TASK DETAILS> Lines from the entries below that hold "helmet" form the answer; copy all of them.

DATA TO PROCESS>
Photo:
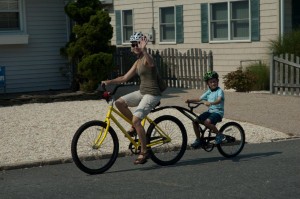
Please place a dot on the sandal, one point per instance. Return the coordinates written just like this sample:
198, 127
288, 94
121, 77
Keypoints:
142, 160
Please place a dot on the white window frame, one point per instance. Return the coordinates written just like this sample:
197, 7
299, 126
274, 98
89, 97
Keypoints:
16, 36
160, 39
124, 41
229, 22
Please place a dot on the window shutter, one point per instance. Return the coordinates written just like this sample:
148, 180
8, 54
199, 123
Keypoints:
118, 27
204, 22
255, 20
179, 24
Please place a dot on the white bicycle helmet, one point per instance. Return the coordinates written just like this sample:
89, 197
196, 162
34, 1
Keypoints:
136, 36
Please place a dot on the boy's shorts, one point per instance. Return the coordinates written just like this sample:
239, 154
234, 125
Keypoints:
213, 117
144, 103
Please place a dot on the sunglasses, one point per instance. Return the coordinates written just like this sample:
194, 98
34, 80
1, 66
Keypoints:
134, 45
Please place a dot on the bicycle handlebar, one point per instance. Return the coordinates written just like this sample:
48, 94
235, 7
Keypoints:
106, 95
193, 105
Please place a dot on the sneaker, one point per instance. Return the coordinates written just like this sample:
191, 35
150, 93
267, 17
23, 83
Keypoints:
197, 144
219, 138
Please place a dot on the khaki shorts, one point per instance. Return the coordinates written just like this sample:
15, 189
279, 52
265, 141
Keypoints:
144, 103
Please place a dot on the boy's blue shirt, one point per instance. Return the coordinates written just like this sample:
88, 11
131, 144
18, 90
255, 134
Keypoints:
212, 96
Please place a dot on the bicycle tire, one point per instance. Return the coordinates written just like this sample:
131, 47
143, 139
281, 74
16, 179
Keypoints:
89, 159
235, 140
171, 152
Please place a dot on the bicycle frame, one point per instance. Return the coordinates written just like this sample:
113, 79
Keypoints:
110, 116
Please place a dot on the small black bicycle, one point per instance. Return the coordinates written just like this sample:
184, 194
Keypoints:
234, 133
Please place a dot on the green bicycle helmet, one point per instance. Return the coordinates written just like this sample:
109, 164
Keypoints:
210, 75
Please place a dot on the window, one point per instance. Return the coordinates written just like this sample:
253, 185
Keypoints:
167, 24
12, 24
230, 21
124, 26
127, 25
171, 24
10, 15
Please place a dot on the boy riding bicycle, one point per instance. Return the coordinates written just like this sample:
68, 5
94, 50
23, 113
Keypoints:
213, 98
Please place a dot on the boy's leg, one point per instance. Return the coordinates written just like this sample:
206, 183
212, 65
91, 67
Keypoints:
196, 129
211, 122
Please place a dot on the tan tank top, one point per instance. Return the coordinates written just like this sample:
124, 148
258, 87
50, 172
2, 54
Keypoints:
148, 78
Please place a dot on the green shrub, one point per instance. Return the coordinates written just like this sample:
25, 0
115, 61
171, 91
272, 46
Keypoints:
241, 81
262, 73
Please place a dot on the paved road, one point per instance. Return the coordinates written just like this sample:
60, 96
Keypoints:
280, 113
269, 170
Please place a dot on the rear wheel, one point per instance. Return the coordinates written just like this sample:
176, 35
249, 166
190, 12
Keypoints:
167, 152
235, 140
86, 155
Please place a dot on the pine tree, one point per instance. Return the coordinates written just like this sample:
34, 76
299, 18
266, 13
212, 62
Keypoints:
88, 50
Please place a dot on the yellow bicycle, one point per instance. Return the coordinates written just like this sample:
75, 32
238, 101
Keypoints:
95, 145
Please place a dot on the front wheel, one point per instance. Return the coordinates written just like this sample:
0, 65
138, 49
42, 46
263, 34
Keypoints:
235, 140
90, 156
168, 140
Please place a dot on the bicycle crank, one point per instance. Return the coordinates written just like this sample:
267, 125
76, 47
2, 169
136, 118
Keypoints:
133, 149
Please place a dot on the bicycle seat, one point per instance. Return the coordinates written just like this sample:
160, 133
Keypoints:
157, 104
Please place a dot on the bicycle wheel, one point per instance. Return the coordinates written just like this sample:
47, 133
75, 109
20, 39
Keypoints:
235, 140
167, 153
86, 155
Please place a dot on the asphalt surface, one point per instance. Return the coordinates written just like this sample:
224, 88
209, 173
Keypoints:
269, 170
280, 113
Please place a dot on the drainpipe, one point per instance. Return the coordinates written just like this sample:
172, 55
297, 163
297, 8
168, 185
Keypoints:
282, 17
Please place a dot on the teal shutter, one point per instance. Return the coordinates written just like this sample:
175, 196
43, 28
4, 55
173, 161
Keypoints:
255, 20
179, 24
204, 22
118, 27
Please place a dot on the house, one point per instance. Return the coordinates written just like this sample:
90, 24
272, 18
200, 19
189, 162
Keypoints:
236, 31
31, 35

EXERCISE ANSWER>
Please place a dot on the white bicycle helmet, one point per instance. Return the coordinates written just like this sample:
Please place a dot on the green bicycle helmet, one point per instance. Return the coordinates written just like this sample:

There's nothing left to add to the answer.